§ **Records provided**

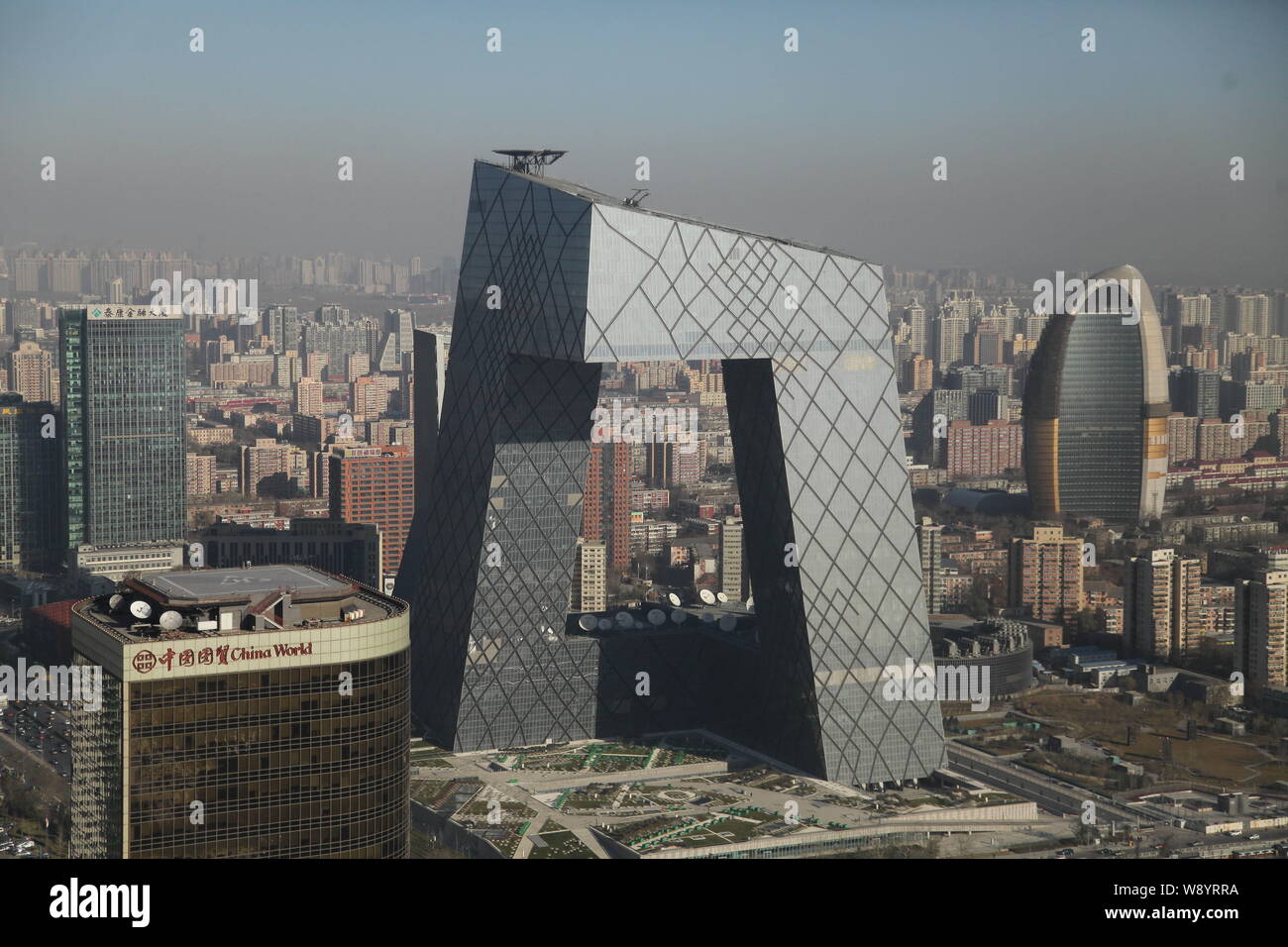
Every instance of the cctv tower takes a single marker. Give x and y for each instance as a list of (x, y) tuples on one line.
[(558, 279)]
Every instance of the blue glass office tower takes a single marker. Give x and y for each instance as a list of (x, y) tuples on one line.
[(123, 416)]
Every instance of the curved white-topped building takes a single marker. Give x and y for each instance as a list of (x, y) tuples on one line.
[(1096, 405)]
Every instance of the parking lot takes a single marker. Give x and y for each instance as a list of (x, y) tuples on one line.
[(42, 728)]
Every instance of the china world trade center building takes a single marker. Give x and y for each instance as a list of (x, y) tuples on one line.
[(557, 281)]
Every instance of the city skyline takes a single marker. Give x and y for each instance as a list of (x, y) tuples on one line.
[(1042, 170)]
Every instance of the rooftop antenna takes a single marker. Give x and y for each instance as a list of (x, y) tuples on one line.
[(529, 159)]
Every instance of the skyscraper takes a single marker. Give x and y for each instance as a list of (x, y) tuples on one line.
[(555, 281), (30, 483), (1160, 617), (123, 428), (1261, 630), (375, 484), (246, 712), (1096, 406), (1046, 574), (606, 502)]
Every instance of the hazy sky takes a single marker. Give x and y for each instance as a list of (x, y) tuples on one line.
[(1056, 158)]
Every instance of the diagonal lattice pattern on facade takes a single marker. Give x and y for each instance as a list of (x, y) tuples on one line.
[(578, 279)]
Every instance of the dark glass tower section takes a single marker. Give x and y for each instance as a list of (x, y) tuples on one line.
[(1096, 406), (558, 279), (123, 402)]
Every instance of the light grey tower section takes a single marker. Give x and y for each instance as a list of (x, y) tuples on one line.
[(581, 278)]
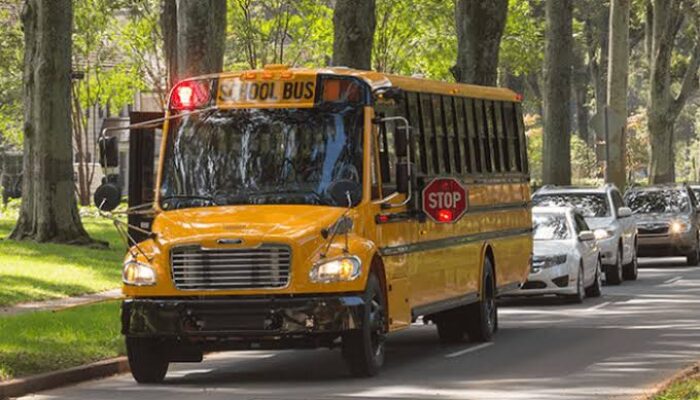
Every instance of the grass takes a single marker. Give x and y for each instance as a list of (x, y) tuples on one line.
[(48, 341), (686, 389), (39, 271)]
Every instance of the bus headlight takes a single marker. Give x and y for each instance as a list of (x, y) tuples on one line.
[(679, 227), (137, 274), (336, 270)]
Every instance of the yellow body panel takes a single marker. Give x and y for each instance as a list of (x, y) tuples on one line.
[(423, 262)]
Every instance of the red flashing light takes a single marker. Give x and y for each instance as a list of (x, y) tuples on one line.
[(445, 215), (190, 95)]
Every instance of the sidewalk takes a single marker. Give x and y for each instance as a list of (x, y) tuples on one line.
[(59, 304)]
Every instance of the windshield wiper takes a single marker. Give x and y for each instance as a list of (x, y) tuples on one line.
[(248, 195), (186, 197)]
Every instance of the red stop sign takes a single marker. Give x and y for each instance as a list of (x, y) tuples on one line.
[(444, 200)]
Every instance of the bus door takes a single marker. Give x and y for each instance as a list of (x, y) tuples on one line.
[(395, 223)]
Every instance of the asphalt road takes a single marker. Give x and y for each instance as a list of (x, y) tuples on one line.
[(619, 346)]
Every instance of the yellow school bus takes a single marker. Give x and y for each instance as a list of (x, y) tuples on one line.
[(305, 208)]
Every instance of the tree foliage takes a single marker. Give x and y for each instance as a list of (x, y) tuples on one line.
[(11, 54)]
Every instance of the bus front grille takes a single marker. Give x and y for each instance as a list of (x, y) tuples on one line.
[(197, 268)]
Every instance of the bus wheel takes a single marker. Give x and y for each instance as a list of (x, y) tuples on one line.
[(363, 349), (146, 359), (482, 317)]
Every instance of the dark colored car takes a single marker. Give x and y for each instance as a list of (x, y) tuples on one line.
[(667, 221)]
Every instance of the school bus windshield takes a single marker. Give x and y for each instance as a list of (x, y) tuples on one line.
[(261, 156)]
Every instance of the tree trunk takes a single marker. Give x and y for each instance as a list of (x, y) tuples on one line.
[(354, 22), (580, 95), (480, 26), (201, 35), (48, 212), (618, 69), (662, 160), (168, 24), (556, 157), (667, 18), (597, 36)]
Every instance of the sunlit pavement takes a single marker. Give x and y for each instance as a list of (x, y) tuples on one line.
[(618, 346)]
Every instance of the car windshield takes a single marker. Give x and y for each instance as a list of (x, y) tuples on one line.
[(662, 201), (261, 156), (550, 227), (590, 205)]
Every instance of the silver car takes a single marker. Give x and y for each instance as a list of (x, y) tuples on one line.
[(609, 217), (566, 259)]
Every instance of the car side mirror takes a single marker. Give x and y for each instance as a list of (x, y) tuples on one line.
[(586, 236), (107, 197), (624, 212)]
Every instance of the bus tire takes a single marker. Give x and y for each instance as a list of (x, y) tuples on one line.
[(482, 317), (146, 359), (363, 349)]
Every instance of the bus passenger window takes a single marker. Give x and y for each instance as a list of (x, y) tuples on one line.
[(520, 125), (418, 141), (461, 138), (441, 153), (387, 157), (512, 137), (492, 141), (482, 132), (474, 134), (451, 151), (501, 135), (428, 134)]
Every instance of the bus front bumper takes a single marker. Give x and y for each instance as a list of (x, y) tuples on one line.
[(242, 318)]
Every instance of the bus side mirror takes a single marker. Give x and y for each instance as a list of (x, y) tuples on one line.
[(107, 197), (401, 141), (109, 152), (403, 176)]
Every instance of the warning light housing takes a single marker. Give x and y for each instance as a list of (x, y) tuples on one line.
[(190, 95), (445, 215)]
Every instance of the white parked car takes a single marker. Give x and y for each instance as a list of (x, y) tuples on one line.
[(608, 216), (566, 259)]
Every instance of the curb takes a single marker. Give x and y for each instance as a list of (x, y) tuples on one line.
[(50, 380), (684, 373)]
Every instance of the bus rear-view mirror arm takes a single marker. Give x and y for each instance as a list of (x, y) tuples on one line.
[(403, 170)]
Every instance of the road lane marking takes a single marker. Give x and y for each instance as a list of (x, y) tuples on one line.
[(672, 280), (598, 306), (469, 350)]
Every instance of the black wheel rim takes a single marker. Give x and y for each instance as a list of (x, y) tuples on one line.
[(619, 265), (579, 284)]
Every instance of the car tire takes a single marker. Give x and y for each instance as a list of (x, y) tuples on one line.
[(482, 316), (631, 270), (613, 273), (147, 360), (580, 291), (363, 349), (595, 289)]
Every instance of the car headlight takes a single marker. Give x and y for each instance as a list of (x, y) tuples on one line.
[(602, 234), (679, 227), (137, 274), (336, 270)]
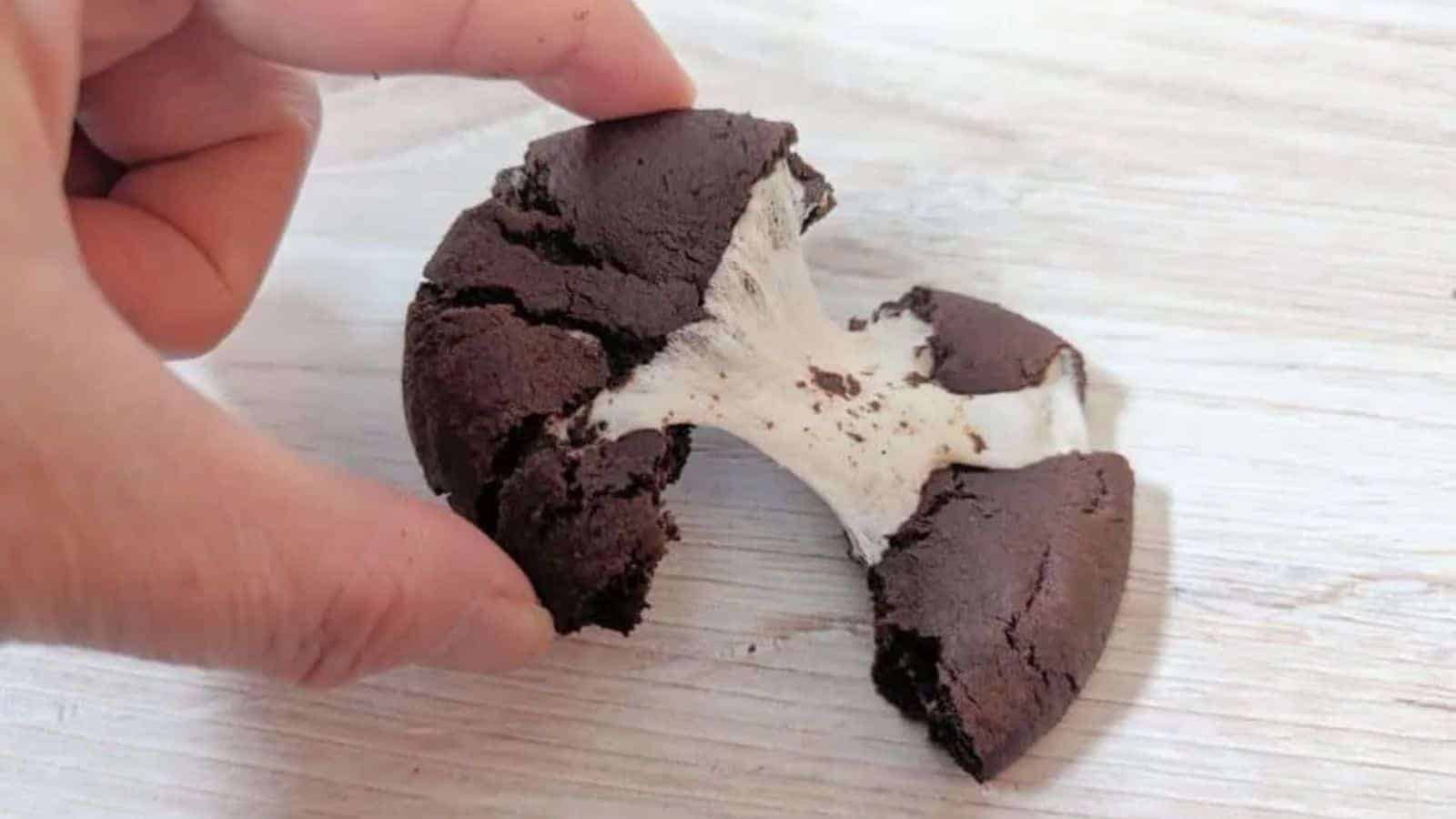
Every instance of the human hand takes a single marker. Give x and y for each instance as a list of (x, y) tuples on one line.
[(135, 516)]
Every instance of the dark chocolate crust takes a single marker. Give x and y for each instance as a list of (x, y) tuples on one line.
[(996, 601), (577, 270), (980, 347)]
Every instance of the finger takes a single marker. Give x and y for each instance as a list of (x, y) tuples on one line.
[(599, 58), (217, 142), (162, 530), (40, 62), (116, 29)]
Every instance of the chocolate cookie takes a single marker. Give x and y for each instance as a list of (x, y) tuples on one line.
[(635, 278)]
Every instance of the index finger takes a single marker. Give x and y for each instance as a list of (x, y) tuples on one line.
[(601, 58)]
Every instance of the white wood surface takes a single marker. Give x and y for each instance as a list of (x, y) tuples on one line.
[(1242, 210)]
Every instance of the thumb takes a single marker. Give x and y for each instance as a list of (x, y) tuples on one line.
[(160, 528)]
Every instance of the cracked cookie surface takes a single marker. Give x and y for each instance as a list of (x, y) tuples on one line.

§ **Task description**
Write out exactly, and only, the lines from the line holding "Every instance of the car tire" through the end of the data, inclusive, without any pictures.

§ **Task solution**
Every instance of the car tire takes a single marker. Give x and y for each instance as a list of (x, y) tuples on one line.
[(482, 316), (631, 270), (613, 273), (147, 360), (580, 291), (363, 349), (595, 289)]
Every instance of the car headlight takes a single marker. Give x and y for each instance as a list of (x, y) tuples on one line.
[(602, 234), (679, 227), (137, 274), (336, 270)]
Every instance of the human hand takes a single marker. Give x and y for each instance as a list of (x, y) tuples on one line.
[(135, 516)]
Every instance of the dark chocolate crust takes a single marker. Give x and y for each instance as a list of (x, y) tuples on one line.
[(996, 601), (577, 270), (980, 347)]
Every instance of the finger takes a single marker. Give x and y for each instance as a list of (x, y) tuples on one line.
[(599, 58), (217, 142), (162, 530), (40, 62), (116, 29)]
Every instance of the chocolate cookie takes a single marker. Give x and y for each instance as a list of (x, y) tuples on one line.
[(635, 278)]
Every instance of the index finger takes a single marker. Give x and y for each instance as a list of (x, y) tuples on one line.
[(601, 58)]
Every instance of the white wood surface takes a single marker. Give x and y for each instance as a list of (x, y) tuples on one line.
[(1242, 210)]
Every instance of the thumb takes a single marker. Give x and y for each instance as a list of (x, y) tuples on one line.
[(160, 528)]
Every instance of the cracked cookie surface takes a single marker. Give x and y for each instance as a list of (x, y) tuples on one line.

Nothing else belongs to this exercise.